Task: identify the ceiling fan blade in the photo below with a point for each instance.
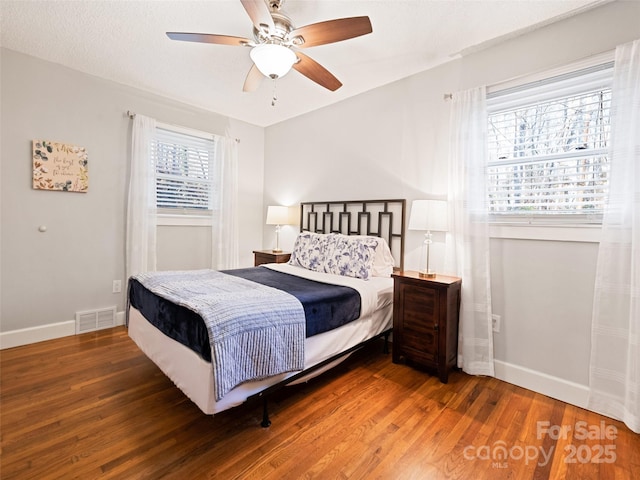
(332, 31)
(259, 13)
(316, 72)
(253, 80)
(209, 38)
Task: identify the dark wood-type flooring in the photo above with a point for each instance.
(93, 406)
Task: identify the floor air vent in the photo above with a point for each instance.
(91, 320)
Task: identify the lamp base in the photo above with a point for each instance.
(427, 274)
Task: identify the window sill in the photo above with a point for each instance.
(173, 220)
(564, 233)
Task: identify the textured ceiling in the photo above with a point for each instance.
(125, 41)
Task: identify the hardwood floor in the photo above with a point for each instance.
(93, 406)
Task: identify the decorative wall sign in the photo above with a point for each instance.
(58, 166)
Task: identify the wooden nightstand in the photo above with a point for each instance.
(268, 256)
(425, 321)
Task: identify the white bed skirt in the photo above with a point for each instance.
(194, 376)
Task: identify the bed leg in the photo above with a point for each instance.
(265, 414)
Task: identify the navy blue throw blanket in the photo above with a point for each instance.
(325, 306)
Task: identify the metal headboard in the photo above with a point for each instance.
(381, 218)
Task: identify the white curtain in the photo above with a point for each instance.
(468, 239)
(141, 207)
(614, 381)
(224, 232)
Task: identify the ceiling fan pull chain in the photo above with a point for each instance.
(275, 98)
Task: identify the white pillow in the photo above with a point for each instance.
(383, 261)
(360, 256)
(351, 256)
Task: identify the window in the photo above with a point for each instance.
(185, 166)
(548, 147)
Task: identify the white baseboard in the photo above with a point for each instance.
(26, 336)
(554, 387)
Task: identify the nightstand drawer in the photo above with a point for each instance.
(268, 256)
(425, 321)
(422, 345)
(421, 302)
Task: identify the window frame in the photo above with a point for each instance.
(546, 81)
(184, 216)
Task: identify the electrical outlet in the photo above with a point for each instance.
(495, 321)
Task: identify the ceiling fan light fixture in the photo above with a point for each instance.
(273, 60)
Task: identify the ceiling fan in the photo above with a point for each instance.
(274, 48)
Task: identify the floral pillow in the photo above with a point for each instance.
(309, 251)
(351, 256)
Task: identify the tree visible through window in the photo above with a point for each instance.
(550, 156)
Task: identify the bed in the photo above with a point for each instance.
(166, 312)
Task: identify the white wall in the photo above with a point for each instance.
(47, 277)
(392, 143)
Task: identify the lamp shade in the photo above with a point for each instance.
(277, 215)
(428, 215)
(273, 60)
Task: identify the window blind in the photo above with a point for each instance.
(185, 169)
(548, 146)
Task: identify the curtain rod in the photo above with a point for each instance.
(132, 115)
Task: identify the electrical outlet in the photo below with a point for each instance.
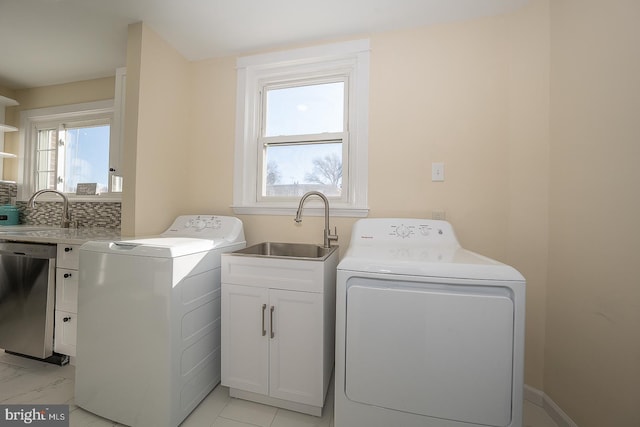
(441, 215)
(437, 172)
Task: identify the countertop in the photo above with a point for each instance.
(55, 235)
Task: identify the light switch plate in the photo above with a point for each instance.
(437, 172)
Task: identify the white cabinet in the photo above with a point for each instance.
(278, 330)
(66, 308)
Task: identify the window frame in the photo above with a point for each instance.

-*-*-

### YOUR OBJECTIVE
When you print the records above, keep them exact and leave out the pictures.

### EXPECTED OUTPUT
Task: identify the ceiling fan blade in the photo below with a point for each instance.
(332, 31)
(259, 13)
(316, 72)
(253, 80)
(209, 38)
Task: identify the dark wood-type flooring in the photo above with a point for each instance.
(93, 406)
Task: identify the floor air vent in the photo above with a point for each instance.
(91, 320)
Task: identify the lamp base in the photo above with a point for each instance.
(427, 274)
Task: identify the window sill in the photo above with a point for each instance.
(173, 220)
(564, 233)
Task: identify the textured ceiling in the photo above with a point for each instance.
(125, 41)
Task: identify the hardwood floor in the photo above with a point for each instance.
(93, 406)
Task: identify the decorative wall sign in the photo above with a point for each instance.
(58, 166)
Task: identify the wooden nightstand in the photo above with a point for each instance.
(268, 256)
(425, 321)
Task: identify the white bed skirt in the photo above with a point for each instance.
(194, 376)
Task: identify the bed leg in the photo above with a point for each instance.
(265, 414)
Task: identify the navy blue throw blanket in the photo above with a point for each instance.
(325, 306)
Task: identify the metal headboard in the photo above with a point for each instance.
(381, 218)
Task: identify the white curtain in the photo above with a point for each instance.
(468, 239)
(141, 207)
(614, 381)
(224, 232)
Task: identify the ceiling fan pull chain in the photo above with a point for each instance.
(275, 98)
Task: identify the white pillow in the photo above with a point for each instance.
(383, 261)
(360, 256)
(351, 256)
Task: identify the window in the photo above with a point for each instance.
(185, 166)
(548, 147)
Task: identify the white baseboard in the photo above with a point for each instance.
(26, 336)
(554, 387)
Task: identify the nightstand drawer in the photo above with a point for each instance.
(268, 256)
(425, 321)
(422, 345)
(421, 302)
Task: identify the window frame in the photo above with a point for each instance.
(546, 81)
(184, 216)
Task: identify the electrical outlet in the photo above with a point for each instance.
(495, 321)
Task: identify the ceiling fan light fixture in the photo above with a point for each instance.
(273, 60)
Task: identify the ceiling fan in the photo above with a point for each instance.
(274, 48)
Task: identify the floral pillow in the photo above with a point for each instance.
(309, 251)
(351, 256)
Task: identify the tree visible through window in the photo above with a point for each instance.
(550, 156)
Task: identify the bed in the photo above with a point for each instance.
(166, 312)
Task: identify the white wall in the photo above with a point for each instance.
(47, 277)
(392, 143)
Task: identify the lamp shade in the photo above with a point for each instance.
(277, 215)
(428, 215)
(273, 60)
Task: identify the window blind in the photo above with a point for each instance.
(185, 169)
(548, 146)
Task: identify the curtain rod in the photo above with a point for each instance.
(132, 115)
Task: identify the electrical outlet in the photo below with a point for each instance.
(441, 215)
(437, 172)
Task: identify the countertop in the photo above with a point for each instance.
(55, 235)
Task: identify the light switch plate in the photo above with a point for each instance.
(437, 172)
Task: identify the white cabinet in the photo above with a point for each instance.
(278, 330)
(66, 308)
Task: identify the window frame in the photo above with a point for each instance.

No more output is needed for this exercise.